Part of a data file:
□ □ □
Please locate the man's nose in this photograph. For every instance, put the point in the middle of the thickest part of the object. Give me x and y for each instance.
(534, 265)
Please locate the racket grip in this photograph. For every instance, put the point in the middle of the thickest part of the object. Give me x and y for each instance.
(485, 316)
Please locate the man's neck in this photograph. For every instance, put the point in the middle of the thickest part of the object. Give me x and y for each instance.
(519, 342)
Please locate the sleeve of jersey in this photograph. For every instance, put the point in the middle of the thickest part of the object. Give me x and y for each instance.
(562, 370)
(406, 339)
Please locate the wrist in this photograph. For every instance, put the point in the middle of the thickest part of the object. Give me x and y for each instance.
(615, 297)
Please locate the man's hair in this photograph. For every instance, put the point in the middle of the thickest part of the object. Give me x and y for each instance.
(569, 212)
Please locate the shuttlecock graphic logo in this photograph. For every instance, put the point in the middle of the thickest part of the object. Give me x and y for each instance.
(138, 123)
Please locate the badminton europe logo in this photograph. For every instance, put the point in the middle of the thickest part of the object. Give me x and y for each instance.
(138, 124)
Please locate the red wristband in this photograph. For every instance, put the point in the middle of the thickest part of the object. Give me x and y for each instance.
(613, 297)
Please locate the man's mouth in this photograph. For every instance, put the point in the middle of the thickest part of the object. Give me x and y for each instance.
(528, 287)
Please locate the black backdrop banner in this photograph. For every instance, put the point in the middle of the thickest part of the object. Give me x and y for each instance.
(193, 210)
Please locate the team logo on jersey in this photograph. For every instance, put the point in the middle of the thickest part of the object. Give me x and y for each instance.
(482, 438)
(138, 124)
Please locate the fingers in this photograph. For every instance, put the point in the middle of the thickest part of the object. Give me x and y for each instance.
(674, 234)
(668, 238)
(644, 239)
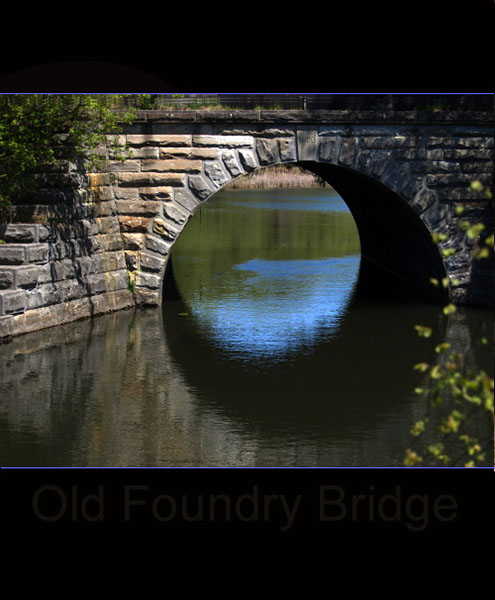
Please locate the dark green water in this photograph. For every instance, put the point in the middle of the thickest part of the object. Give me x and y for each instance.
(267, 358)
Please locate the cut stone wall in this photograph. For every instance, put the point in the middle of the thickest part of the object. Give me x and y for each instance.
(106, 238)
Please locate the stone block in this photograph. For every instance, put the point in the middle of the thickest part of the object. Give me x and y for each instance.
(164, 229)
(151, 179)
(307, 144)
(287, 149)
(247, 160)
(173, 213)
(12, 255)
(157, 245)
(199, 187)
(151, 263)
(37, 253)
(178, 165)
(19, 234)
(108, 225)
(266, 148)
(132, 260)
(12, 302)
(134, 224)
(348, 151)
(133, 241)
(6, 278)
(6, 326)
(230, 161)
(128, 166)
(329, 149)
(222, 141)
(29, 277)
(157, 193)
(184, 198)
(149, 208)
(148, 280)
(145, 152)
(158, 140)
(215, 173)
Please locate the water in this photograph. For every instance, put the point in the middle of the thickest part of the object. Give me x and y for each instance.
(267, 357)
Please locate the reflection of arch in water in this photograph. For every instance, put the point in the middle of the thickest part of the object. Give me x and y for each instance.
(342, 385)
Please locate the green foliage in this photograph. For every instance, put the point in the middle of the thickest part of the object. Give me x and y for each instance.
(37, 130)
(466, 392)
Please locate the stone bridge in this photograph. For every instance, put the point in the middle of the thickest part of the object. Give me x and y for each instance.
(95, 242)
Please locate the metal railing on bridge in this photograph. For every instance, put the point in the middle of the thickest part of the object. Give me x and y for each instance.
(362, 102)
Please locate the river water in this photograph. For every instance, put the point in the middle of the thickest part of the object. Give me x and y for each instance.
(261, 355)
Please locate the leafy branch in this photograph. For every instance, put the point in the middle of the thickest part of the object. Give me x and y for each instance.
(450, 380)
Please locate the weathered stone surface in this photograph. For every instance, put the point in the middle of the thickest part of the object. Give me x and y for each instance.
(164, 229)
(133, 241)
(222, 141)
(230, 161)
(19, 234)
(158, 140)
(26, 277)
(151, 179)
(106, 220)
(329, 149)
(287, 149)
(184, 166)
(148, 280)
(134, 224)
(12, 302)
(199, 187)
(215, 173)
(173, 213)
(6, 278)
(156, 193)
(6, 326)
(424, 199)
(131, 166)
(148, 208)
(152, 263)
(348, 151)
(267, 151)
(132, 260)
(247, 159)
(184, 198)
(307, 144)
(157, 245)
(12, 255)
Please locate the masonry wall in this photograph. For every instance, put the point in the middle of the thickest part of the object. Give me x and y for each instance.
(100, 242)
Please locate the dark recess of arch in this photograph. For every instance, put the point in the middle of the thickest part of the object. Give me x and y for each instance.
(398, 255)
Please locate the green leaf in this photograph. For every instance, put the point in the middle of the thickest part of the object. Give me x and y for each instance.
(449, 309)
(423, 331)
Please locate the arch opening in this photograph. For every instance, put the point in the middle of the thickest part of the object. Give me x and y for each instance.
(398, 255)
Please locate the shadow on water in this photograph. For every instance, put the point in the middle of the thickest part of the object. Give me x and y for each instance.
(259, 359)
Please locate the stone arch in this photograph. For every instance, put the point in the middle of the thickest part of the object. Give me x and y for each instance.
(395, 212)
□ □ □
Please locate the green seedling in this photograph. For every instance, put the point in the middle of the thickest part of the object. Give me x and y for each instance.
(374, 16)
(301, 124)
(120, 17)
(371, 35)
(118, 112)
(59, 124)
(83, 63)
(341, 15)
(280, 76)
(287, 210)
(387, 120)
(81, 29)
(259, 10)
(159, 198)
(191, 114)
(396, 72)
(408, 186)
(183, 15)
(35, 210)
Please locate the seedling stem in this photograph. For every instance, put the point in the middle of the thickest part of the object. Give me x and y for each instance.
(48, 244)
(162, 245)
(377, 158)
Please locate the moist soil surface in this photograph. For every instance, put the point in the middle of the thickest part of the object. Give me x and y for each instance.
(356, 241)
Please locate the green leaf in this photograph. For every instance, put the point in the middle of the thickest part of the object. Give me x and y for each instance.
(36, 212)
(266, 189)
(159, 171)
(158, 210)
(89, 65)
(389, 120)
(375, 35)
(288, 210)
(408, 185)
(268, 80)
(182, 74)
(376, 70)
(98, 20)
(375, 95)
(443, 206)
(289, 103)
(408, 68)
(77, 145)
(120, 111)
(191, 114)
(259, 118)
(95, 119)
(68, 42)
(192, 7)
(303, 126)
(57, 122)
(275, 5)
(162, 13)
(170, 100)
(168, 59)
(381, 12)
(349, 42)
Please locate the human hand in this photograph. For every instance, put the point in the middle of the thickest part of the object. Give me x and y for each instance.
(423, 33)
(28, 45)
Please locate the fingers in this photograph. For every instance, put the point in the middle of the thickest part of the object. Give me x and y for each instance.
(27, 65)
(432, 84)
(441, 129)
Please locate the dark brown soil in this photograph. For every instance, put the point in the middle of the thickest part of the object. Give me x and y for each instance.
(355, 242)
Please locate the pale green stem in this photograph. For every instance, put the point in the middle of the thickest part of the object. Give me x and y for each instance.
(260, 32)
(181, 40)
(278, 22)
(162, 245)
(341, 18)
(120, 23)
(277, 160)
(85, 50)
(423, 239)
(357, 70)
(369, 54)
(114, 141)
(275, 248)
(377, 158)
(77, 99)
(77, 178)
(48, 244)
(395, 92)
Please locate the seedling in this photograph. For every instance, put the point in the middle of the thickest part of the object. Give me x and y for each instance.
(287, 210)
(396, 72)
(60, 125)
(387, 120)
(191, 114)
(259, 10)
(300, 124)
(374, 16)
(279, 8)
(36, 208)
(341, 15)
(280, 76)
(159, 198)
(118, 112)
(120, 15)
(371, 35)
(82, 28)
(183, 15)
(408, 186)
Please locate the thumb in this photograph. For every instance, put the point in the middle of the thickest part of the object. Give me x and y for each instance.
□ □ □
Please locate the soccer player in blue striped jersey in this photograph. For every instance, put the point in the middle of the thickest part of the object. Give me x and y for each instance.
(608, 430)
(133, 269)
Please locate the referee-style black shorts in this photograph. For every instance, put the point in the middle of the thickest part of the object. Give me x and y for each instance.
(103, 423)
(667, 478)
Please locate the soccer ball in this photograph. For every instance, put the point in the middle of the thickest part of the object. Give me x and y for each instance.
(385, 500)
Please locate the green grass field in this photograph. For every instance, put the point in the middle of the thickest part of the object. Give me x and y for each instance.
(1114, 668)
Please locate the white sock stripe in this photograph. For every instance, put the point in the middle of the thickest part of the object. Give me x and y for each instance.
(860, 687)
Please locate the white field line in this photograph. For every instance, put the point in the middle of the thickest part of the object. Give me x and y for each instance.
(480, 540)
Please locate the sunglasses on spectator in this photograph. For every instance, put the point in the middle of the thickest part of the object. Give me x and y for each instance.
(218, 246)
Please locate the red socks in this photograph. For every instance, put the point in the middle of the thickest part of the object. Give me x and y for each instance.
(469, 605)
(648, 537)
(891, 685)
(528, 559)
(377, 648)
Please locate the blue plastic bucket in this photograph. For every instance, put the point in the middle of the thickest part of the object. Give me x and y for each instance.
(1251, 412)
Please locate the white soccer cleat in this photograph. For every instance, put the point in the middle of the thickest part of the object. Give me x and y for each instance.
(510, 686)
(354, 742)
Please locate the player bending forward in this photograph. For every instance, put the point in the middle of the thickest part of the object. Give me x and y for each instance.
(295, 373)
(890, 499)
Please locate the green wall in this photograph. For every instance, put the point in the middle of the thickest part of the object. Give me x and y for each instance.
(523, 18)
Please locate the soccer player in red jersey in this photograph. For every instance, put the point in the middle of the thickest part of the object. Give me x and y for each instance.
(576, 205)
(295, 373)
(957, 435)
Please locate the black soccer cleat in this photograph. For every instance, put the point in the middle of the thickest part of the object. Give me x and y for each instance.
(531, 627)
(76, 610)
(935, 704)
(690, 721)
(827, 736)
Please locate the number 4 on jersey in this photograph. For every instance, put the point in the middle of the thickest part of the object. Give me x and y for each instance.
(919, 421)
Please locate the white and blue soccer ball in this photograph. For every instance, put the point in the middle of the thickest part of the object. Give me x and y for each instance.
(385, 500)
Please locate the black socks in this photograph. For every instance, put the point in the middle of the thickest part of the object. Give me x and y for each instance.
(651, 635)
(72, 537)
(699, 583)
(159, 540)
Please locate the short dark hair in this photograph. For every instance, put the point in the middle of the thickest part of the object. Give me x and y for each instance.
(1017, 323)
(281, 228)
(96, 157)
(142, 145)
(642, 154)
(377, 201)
□ □ □
Description of the task |
Select every row above that contains the string "player", and copy each one in full.

Correct answer |
Please locate the soccer player in blue striped jersey in this photograph. For every instance, put the point in the middle of the thickest part of the object. Give me x and y for each instance.
Please locate the player bending forward in this photograph. For every instance, put the point in the middle of the thickest part of the object. Give me x and y for each instance.
Please locate the soccer player in red jersey in this photograph. For every instance, put the point in the middle of the thickest part of the object. Give me x and y for each instance.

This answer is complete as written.